» WHAT NEEDS TO BE DONE:
Convert every line of the entries below into a JSON list of strings, one string per line, with blank lines omitted.

» EXTRACTED ENTRIES:
>> Start
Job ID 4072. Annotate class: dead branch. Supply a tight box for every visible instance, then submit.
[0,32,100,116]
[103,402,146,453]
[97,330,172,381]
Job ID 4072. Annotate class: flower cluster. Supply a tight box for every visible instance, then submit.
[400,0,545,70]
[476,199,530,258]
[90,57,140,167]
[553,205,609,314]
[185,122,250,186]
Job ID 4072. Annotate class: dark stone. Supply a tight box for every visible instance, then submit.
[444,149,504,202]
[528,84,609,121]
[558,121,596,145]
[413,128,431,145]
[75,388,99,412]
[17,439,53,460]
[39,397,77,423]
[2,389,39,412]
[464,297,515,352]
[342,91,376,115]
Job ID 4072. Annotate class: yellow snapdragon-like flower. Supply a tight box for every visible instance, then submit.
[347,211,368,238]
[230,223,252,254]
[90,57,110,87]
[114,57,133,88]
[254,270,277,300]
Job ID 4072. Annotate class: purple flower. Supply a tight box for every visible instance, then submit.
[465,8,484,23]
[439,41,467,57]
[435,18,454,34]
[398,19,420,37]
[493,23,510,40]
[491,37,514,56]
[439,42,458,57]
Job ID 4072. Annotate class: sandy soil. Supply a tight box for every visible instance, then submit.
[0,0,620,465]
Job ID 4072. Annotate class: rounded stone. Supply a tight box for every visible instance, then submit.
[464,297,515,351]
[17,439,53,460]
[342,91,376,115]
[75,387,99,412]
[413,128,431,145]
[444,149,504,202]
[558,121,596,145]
>> End
» THE SOLUTION:
[
  "Job ID 4072. Annotate class: dead branch. Supply a tight box for every visible instance, then submit.",
  "[0,32,100,116]",
  "[103,402,146,453]",
  "[97,330,172,381]",
  "Job ID 4072. Annotate class: flower cluster. Supply a tight box for every visible instance, then submit.",
  "[400,0,545,70]",
  "[476,199,530,258]",
  "[90,57,140,167]",
  "[553,205,609,314]",
  "[185,122,250,186]",
  "Job ID 4072. Annotate class: dark stone. Supply a tight box for every visible instance, then submit.",
  "[444,149,504,202]",
  "[528,84,609,121]",
  "[558,121,596,145]",
  "[413,128,431,145]",
  "[75,388,99,412]",
  "[17,439,53,460]",
  "[39,397,77,423]",
  "[2,389,39,412]",
  "[464,297,515,352]",
  "[342,91,376,115]",
  "Job ID 4072. Annotate class: yellow snapdragon-like flower. Supply a tight box for every visible instance, then submit.",
  "[347,211,368,238]",
  "[230,223,252,254]",
  "[90,57,110,87]",
  "[114,57,133,88]",
  "[254,270,277,300]",
  "Job ID 4072. Annotate class: purple flower. Supply a tight box for every visible instance, then submit.",
  "[465,8,484,23]",
  "[439,41,467,57]",
  "[435,18,454,34]",
  "[398,19,420,37]",
  "[493,23,510,40]",
  "[491,37,514,56]",
  "[439,42,458,57]",
  "Job ID 4072. Annotate class: sandy soil. Supply a tight box for every visible instance, then submit.",
  "[0,0,620,465]",
  "Job ID 4072. Annotate class: rounded stone. Supply a tight box for every visible instance, then submit.",
  "[464,297,515,351]",
  "[17,439,53,460]",
  "[342,91,376,115]",
  "[75,387,99,412]",
  "[413,128,431,145]",
  "[444,149,504,202]",
  "[558,121,596,145]"
]